(Referring expression pointing data)

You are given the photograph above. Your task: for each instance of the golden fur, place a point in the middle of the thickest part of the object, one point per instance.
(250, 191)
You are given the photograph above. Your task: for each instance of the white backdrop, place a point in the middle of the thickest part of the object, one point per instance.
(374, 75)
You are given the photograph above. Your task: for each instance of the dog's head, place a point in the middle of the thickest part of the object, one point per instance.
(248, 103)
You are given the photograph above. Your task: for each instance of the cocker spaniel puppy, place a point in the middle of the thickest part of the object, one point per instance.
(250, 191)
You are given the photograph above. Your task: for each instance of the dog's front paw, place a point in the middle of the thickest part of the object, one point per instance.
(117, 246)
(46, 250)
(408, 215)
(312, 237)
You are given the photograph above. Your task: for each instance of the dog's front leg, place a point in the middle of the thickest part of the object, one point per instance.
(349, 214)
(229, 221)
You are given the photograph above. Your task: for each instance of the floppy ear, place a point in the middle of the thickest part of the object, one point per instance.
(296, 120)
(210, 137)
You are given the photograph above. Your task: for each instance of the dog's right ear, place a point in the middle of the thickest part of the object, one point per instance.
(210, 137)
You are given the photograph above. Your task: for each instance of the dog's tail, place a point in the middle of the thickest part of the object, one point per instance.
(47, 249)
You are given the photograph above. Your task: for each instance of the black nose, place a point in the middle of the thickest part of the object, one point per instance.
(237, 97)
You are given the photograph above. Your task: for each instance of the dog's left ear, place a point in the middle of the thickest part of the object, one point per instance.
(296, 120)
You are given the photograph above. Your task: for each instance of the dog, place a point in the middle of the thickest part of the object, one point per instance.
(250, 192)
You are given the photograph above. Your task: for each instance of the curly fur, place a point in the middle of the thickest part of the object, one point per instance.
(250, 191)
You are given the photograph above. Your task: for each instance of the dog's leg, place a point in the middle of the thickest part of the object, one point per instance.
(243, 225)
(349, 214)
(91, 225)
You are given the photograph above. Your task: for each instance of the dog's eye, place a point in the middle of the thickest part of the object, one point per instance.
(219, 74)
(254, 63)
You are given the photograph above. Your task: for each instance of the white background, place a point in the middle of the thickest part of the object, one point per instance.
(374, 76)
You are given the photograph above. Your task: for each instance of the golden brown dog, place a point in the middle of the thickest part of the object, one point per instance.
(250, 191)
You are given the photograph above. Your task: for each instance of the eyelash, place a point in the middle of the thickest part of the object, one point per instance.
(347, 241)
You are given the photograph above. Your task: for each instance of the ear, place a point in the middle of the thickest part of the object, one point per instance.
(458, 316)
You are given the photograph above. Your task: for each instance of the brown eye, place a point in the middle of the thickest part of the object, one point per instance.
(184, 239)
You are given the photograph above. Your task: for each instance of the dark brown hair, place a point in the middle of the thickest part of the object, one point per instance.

### PROBLEM TO WORK ON:
Each line of the records above must be copied exactly.

### EXERCISE RESPONSE:
You are given the photograph above. Your task: for each instance of the golden fur, place a point in the middle of the thickest part of the object, one point per instance.
(250, 191)
You are given the photograph above. Your task: for each instance of the white backdrop, place a point in the middle of the thickest part of the object, one point per instance.
(374, 75)
You are given the photograph above. Your task: for each instance of the dog's head, place a point in the middle of the thickest part of the object, one point per instance.
(248, 103)
You are given the photograph above. Your task: for each instance of the cocker spaniel puppy, place a point in the middle of the thickest part of the object, one point per instance.
(250, 191)
You are given the photograph above. Your task: for each instance of the dog's front paw, place a point in the middle of the thickest part of the object, one point per instance.
(117, 246)
(46, 250)
(408, 215)
(312, 237)
You are given the photograph above. Your task: for each instance of the dog's front leg, place a point in the middle of the thickest part of the object, one point per instance.
(349, 214)
(229, 221)
You are given the photograph above. Your task: for each instance of the floppy ear, place a point in the middle of the thickest part of the object, one point per instance.
(296, 120)
(210, 137)
You are given the photograph above. Your task: for each instance of the dog's right ear, place a point in the middle of the thickest part of the object, one point per instance.
(210, 137)
You are given the photograph above. Your task: for each instance of the dog's tail, place a point in the middle of the thickest part of the object, one point per instance.
(47, 249)
You are given the photograph above. Your task: for each instance of the black nose, place a point in the middle of the thickest part of the object, one point per instance.
(237, 97)
You are given the photograph above. Your task: for each instance of the dog's left ear, place a point in the middle of the thickest part of the object, one point per instance.
(296, 120)
You are given the photograph above. Your task: for each instance of the dog, place a point in the middle of the thickest part of the object, one point per instance.
(250, 192)
You are given the photograph above. Your task: for each instance of the curly fur, place a point in the middle of the thickest part of the object, one point per instance.
(250, 191)
You are given the photograph above. Your task: for each instance of the dog's leg, place a point in the middle of the thickest part of the object, one point per instance.
(243, 225)
(349, 214)
(91, 225)
You are given the photograph above. Your task: for each instance of the dog's eye, place a point in the middle of the thickest part of the object, one point per instance.
(219, 74)
(254, 63)
You are given the photograph above. Your task: for each instance of the white background, place a point in the middle of the thickest part of the object, one point per instance.
(374, 76)
You are given the photograph above. Your task: for each instance of the golden brown dog, place a point in the middle of the thickest part of the object, one point per instance.
(250, 191)
You are given the photograph above. Your task: for each instance of the eyelash, place a point in the middle of the thickest part of the object, one point per instance.
(347, 241)
You are given the photograph above. Your task: for each instance of the ear, place a point in the middle of the thickest part of the object, one point per instance.
(458, 316)
You are given the photograph above. Your task: for each instance of the brown eye, place a point in the middle of the thickest part of the object, one point per instance.
(184, 239)
You are given the photograph above. Your task: for each instance of the dark brown hair, place a point in the middle of the thickest part of the object, one point per instance.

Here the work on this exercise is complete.